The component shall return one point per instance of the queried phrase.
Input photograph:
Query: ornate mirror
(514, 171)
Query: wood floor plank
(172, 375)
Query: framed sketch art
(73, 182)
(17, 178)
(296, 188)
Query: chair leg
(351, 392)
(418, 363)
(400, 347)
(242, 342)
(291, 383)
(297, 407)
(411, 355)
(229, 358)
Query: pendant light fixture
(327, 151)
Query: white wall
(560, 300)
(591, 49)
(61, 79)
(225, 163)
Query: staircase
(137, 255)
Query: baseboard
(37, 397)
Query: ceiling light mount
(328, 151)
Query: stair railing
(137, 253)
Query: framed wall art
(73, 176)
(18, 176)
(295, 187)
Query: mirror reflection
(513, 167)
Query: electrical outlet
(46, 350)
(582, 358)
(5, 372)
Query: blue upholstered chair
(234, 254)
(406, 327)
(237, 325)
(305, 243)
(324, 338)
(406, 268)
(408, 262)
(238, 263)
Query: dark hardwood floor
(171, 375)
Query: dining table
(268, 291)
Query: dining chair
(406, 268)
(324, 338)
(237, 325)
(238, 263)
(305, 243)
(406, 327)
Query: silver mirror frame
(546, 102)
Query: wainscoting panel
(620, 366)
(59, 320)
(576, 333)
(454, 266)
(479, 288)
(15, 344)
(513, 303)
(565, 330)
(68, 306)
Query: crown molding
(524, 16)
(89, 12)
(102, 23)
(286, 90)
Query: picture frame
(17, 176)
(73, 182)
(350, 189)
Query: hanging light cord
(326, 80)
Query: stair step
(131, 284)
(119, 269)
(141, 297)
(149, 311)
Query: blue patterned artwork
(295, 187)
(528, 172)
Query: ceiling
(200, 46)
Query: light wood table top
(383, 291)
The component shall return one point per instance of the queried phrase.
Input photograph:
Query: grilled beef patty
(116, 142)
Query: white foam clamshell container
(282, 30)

==*==

What the task asks: From the line containing "Query: dark hardwood floor" through the final line of the listing above, retype every line exactly; leave out everything else.

Expected answer:
Query: dark hardwood floor
(171, 375)
Query: dining table
(268, 291)
Query: dining chair
(406, 268)
(324, 338)
(237, 325)
(238, 263)
(305, 243)
(406, 327)
Query: silver mirror frame
(546, 102)
Query: wainscoting panel
(620, 366)
(59, 320)
(576, 333)
(454, 266)
(479, 288)
(15, 344)
(513, 303)
(565, 330)
(68, 306)
Query: crown molding
(524, 16)
(89, 12)
(102, 23)
(286, 90)
Query: picture frame
(17, 176)
(73, 182)
(350, 189)
Query: hanging light cord
(326, 80)
Query: stair step
(131, 284)
(119, 269)
(141, 297)
(149, 311)
Query: blue patterned artwork
(295, 187)
(528, 172)
Query: ceiling
(200, 46)
Query: light wood table top
(383, 291)
The component shall return one point per instance of the queried phrase.
Input photograph:
Query: grilled beef patty
(116, 142)
Query: white foam clamshell container
(282, 30)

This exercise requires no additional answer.